**Job**
Extract each line of the listing below that contains the string "front". Treat case as significant.

**Information shown**
⁂

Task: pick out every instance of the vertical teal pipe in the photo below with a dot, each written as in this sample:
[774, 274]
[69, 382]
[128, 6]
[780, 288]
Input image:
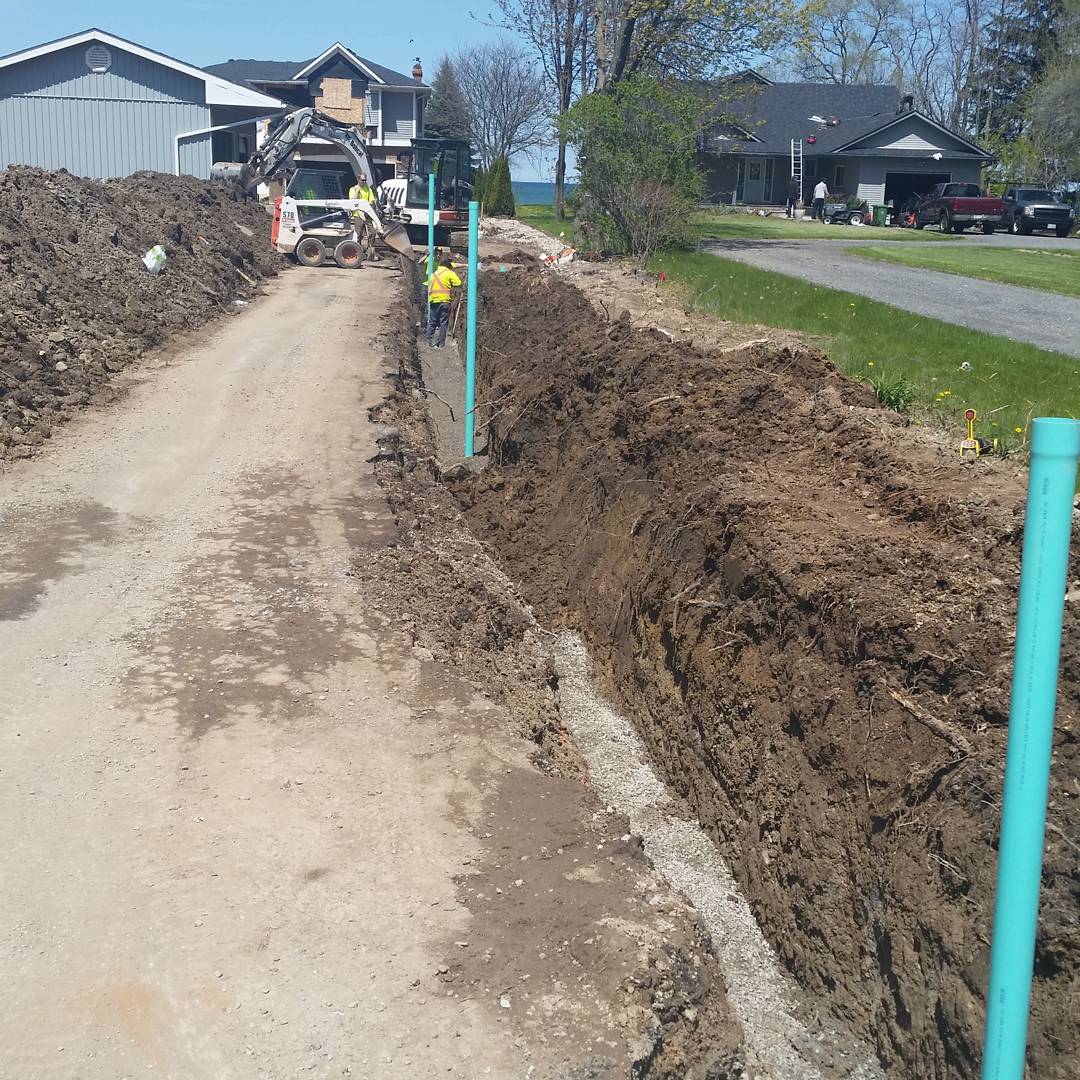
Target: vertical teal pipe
[431, 223]
[431, 239]
[471, 326]
[1055, 446]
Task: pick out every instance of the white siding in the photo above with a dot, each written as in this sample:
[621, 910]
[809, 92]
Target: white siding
[397, 116]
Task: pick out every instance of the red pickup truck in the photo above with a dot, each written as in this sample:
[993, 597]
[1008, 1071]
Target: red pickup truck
[954, 206]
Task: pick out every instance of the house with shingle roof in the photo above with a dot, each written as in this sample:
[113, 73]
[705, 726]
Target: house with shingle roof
[386, 105]
[867, 142]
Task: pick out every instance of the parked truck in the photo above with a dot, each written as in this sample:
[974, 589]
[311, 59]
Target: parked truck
[956, 206]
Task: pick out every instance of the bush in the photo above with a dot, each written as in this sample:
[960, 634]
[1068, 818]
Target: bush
[637, 173]
[498, 193]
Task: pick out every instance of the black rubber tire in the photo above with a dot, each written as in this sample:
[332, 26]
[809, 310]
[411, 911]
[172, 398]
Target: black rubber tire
[310, 252]
[349, 255]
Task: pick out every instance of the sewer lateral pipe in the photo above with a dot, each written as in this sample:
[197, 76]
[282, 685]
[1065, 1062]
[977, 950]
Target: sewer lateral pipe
[1055, 447]
[471, 326]
[431, 233]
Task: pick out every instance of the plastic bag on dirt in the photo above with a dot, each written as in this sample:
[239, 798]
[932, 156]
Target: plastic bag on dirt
[154, 258]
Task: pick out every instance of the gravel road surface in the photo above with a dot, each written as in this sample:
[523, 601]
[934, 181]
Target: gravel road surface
[238, 809]
[1024, 314]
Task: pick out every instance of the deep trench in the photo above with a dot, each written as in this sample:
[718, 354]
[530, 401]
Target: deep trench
[807, 616]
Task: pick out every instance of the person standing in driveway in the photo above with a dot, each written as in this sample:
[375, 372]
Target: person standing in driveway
[793, 196]
[820, 194]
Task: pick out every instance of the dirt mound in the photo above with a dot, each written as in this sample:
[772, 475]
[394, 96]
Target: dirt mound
[79, 305]
[808, 610]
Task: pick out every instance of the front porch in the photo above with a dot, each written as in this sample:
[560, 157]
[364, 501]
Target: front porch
[744, 179]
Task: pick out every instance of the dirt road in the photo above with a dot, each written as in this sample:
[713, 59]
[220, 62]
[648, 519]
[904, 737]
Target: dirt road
[241, 818]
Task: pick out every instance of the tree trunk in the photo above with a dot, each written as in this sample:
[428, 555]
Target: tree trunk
[561, 179]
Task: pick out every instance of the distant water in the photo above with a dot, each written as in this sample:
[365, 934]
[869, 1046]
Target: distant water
[536, 192]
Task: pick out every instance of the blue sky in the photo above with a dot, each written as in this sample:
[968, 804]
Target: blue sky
[208, 31]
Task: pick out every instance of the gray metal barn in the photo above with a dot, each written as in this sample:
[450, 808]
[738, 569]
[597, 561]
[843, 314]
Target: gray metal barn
[99, 106]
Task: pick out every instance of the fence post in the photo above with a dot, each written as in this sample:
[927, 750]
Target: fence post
[1055, 446]
[471, 326]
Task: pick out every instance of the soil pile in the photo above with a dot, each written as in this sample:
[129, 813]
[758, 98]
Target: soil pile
[79, 304]
[808, 611]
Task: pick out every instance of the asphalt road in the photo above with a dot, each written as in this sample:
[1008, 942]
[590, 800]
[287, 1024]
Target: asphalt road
[1024, 314]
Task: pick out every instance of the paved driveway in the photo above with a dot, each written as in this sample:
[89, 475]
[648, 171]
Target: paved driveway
[1024, 314]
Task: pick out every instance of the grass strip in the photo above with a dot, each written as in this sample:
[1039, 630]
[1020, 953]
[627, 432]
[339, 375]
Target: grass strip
[1053, 270]
[912, 360]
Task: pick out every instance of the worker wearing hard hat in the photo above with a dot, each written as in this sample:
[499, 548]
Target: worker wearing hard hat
[441, 284]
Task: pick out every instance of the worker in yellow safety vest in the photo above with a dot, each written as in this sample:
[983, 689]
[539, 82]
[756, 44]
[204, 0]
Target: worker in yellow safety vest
[441, 285]
[362, 189]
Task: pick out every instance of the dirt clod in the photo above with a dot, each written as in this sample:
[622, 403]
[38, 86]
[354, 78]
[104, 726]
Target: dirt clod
[79, 304]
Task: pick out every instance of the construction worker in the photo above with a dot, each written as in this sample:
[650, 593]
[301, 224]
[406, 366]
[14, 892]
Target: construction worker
[441, 285]
[365, 234]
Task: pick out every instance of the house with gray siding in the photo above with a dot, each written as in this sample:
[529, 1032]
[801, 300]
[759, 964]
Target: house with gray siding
[387, 106]
[867, 142]
[100, 106]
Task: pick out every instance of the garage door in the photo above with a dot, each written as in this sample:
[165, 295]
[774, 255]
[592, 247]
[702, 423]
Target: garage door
[899, 187]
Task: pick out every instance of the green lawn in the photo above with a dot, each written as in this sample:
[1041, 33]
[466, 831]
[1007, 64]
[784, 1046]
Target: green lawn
[543, 218]
[713, 225]
[1054, 270]
[913, 358]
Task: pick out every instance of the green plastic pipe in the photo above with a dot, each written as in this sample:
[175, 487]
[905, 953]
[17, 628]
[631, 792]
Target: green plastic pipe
[471, 326]
[1055, 446]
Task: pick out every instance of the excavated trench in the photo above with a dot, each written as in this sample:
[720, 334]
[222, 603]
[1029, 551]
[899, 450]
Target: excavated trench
[806, 607]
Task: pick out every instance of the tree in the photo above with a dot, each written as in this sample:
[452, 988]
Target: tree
[558, 34]
[637, 176]
[851, 41]
[688, 39]
[508, 99]
[447, 116]
[498, 193]
[1020, 42]
[1053, 107]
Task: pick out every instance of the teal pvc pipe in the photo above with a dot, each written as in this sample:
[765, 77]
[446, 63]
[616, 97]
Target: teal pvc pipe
[431, 235]
[1055, 446]
[431, 223]
[471, 326]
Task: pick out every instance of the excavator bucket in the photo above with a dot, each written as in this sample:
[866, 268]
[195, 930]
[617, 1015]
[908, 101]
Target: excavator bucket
[396, 238]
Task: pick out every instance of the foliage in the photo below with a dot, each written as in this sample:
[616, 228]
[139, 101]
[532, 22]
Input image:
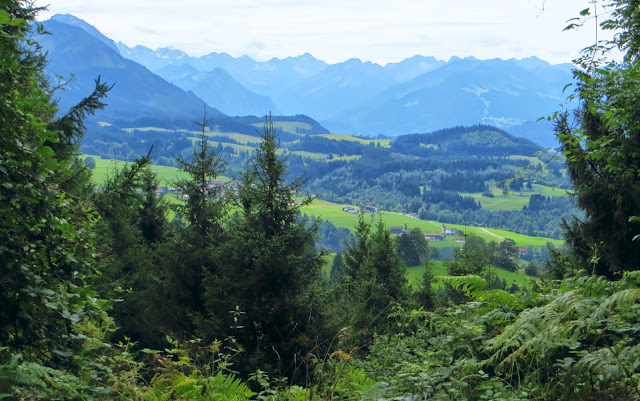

⁂

**Full answer**
Task: pick out every instance of the front porch in the photo above with a dot, each written as in this sample:
Target: front porch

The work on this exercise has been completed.